- TASK INSTRUCTIONS:
Give back every line of the material below that has the string "dark".

- MATERIAL FOR THE TASK:
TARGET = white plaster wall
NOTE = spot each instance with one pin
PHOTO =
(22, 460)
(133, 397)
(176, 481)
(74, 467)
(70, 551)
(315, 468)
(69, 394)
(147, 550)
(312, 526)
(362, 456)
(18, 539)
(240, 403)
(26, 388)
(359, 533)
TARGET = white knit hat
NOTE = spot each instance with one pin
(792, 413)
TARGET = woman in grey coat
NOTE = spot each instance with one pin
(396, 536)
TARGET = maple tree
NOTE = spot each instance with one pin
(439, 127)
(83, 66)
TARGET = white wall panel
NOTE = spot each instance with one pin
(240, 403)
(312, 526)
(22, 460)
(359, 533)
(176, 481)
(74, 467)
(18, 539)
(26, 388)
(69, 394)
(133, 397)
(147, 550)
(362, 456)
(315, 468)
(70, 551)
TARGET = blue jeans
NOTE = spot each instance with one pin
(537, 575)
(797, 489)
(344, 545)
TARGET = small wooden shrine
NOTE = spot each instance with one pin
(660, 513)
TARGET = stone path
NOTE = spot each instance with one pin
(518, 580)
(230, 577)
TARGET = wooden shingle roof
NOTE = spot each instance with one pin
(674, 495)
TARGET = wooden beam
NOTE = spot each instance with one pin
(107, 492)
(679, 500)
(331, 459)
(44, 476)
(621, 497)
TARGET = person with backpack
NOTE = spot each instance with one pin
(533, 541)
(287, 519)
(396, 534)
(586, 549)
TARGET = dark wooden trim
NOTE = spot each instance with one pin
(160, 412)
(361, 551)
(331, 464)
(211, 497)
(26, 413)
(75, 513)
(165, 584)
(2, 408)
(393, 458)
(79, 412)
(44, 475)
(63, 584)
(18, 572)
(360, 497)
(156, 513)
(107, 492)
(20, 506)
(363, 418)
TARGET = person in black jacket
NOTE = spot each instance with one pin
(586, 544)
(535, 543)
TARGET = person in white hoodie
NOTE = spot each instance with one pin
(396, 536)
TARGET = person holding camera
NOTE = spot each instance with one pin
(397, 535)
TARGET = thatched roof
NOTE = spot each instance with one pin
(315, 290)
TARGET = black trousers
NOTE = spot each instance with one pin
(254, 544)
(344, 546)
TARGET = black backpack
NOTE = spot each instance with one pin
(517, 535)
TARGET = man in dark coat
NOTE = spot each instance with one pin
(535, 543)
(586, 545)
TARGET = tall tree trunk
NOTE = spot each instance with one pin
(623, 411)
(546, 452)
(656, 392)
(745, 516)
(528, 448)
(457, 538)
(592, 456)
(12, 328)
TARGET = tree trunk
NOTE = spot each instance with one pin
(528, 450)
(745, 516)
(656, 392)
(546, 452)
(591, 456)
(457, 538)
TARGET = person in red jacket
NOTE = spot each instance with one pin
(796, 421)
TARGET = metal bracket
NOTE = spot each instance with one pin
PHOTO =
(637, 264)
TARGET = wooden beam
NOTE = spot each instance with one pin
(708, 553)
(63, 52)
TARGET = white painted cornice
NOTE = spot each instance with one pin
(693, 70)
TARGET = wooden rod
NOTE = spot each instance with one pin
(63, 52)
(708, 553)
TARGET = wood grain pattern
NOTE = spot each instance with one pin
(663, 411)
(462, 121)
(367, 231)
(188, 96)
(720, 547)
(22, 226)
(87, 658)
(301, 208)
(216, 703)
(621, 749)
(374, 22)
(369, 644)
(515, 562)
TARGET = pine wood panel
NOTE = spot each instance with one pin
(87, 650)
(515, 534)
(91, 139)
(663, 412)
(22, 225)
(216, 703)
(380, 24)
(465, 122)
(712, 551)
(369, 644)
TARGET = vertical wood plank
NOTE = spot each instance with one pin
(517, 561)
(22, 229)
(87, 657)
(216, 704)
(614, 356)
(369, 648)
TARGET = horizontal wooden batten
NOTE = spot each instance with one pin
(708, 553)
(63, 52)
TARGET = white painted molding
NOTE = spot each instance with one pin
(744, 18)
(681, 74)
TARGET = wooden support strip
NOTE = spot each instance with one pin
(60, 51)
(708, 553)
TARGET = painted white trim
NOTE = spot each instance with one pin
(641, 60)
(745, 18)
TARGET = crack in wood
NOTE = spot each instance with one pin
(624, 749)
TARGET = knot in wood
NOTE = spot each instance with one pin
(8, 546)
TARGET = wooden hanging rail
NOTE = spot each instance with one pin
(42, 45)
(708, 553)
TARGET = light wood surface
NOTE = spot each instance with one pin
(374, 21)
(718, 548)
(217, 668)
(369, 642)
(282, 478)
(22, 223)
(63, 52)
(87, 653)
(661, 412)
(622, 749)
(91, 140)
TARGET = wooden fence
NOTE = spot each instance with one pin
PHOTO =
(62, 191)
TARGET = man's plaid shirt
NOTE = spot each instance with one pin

- RESPONSE TO THIS TASK:
TARGET = dark wooden trim
TARGET = man in dark coat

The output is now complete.